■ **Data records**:
↓↓↓

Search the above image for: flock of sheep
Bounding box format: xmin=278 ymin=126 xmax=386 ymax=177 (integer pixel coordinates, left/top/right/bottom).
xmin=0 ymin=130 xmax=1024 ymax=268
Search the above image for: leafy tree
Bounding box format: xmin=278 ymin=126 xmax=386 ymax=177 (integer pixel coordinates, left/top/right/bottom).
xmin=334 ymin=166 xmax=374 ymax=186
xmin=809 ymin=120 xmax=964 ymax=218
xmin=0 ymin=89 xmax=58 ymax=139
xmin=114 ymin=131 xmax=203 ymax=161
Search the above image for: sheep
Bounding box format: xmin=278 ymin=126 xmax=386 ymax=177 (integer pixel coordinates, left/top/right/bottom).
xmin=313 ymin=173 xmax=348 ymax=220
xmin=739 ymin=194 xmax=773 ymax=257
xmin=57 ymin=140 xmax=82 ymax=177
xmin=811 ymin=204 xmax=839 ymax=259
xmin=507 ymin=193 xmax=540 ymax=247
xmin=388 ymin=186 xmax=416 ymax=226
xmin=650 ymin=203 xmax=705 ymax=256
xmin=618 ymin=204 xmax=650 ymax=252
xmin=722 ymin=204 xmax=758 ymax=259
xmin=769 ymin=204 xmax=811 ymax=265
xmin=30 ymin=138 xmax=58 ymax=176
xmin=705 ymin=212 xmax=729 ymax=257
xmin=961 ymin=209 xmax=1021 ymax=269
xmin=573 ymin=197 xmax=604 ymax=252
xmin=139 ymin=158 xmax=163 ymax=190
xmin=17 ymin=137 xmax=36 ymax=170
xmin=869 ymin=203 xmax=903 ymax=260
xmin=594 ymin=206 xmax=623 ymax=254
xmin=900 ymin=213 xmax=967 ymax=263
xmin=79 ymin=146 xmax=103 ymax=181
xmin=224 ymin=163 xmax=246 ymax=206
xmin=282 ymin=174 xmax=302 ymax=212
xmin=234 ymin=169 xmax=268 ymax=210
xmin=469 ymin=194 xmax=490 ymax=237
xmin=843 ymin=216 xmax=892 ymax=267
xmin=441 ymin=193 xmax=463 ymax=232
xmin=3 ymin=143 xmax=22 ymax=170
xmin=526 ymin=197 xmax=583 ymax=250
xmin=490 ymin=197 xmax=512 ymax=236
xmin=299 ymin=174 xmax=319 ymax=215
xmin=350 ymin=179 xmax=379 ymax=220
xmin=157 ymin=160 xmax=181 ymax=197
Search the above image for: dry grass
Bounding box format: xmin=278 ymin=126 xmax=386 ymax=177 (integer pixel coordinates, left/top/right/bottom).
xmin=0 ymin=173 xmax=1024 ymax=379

↑↑↑

Rewrite the lines from the first one through the line containing "xmin=0 ymin=130 xmax=1024 ymax=268", changing "flock" to "herd" and leaving everything else untouched.

■ **Exercise response**:
Search the above image for: herd of sheep
Bounding box format: xmin=278 ymin=126 xmax=386 ymax=177 (integer pixel coordinates, left/top/right/bottom).
xmin=0 ymin=130 xmax=1024 ymax=268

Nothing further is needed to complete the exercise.